(Object location annotation data)
============================================================
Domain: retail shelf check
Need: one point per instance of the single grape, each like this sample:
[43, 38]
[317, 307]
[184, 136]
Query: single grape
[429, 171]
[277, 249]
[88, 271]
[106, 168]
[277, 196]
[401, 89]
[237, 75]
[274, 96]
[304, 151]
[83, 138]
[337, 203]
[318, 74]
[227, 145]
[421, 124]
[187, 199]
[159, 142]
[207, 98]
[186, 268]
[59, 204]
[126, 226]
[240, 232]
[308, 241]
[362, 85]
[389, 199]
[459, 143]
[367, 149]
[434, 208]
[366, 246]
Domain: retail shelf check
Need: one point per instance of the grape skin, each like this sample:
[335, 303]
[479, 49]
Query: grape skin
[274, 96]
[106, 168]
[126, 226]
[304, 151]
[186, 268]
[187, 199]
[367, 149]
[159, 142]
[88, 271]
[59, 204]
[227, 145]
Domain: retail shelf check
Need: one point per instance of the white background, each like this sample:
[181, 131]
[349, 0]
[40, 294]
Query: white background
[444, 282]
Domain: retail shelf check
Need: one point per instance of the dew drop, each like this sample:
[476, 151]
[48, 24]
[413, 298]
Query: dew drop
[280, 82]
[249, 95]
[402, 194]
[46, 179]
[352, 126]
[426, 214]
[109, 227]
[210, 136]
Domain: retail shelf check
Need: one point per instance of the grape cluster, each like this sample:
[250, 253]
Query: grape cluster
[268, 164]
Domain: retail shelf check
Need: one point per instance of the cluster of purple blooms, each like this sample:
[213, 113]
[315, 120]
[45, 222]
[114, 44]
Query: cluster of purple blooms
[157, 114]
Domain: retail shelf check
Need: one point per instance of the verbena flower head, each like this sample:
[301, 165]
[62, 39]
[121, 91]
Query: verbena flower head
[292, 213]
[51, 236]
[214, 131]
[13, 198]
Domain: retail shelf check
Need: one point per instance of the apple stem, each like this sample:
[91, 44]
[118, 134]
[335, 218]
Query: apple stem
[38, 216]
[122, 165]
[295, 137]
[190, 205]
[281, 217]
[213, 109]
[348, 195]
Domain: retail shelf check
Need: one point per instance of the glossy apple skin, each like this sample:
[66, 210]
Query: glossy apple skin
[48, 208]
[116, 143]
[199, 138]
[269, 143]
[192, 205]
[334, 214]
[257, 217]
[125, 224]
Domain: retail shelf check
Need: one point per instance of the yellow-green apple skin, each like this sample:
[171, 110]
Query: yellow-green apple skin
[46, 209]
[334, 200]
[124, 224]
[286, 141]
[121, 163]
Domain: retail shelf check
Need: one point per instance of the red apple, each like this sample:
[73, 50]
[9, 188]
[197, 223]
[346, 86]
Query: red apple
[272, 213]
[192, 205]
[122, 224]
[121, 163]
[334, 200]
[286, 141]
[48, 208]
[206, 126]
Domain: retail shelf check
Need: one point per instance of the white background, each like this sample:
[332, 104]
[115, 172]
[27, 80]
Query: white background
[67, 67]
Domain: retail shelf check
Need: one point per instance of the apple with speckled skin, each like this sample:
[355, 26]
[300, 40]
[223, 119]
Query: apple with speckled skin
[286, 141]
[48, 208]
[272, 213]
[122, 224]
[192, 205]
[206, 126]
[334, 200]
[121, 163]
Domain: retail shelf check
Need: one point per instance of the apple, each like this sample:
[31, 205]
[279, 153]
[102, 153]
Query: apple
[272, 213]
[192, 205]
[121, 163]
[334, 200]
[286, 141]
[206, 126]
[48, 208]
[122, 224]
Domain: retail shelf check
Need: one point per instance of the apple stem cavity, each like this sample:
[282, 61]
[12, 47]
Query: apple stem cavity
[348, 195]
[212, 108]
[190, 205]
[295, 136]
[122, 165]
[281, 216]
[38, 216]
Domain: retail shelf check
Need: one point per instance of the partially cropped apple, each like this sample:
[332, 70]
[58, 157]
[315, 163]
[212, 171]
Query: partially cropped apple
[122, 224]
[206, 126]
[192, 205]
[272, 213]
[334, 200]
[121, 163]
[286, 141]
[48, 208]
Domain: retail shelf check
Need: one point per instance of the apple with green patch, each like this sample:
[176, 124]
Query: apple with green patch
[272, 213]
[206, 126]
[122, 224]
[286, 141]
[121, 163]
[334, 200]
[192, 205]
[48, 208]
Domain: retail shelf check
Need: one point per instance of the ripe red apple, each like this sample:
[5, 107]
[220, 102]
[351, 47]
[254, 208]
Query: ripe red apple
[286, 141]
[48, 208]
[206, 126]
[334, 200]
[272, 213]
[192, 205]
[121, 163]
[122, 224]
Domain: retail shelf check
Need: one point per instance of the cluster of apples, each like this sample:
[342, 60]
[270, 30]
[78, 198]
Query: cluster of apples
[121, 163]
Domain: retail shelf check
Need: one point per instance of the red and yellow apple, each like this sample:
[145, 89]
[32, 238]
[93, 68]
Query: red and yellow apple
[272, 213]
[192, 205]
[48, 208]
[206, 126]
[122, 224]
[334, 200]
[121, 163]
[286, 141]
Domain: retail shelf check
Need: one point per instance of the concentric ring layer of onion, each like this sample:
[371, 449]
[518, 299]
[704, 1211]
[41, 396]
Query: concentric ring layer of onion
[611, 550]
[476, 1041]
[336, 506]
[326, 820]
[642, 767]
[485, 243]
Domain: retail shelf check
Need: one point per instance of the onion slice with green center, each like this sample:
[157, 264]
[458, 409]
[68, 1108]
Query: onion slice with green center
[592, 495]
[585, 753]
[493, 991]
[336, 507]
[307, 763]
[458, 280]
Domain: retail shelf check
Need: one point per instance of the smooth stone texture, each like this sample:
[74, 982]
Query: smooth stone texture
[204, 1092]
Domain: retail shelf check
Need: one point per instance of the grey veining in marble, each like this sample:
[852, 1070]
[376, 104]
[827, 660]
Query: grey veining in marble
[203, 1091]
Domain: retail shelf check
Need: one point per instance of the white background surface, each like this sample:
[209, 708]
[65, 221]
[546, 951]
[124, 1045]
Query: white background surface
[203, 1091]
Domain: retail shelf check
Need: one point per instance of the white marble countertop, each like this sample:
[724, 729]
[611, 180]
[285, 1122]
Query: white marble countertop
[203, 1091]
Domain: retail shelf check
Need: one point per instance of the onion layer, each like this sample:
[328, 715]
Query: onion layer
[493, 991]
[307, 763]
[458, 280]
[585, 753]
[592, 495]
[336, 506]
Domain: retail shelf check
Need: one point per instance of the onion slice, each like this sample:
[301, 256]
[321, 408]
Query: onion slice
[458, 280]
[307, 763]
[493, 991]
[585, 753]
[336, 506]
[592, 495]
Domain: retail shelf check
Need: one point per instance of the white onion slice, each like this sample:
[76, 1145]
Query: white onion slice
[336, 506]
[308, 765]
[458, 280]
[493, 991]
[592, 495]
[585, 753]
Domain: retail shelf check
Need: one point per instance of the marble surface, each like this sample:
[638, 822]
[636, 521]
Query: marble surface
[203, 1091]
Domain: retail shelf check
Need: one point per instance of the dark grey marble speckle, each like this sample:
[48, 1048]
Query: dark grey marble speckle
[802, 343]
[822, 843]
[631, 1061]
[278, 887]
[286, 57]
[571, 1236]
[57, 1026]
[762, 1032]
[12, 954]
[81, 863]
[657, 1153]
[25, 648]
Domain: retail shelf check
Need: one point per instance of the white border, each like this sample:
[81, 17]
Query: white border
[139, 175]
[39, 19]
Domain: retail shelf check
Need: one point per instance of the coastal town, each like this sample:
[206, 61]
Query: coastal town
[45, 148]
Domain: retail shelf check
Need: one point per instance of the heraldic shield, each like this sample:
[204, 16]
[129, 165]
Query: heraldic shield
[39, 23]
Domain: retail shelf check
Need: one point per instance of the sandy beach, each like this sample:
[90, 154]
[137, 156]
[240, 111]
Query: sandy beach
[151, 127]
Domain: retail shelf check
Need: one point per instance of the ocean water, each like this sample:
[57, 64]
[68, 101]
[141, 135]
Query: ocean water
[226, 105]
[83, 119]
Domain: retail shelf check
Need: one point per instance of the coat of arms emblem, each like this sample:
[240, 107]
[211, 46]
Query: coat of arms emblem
============================================================
PROBLEM TO WORK ON
Locate every line in the data that contains the word "glossy", and copy each of those lines.

RESULT OF THIS TASK
Need: one point per instance of the glossy apple skin, each like this sample:
Query: glossy apple skin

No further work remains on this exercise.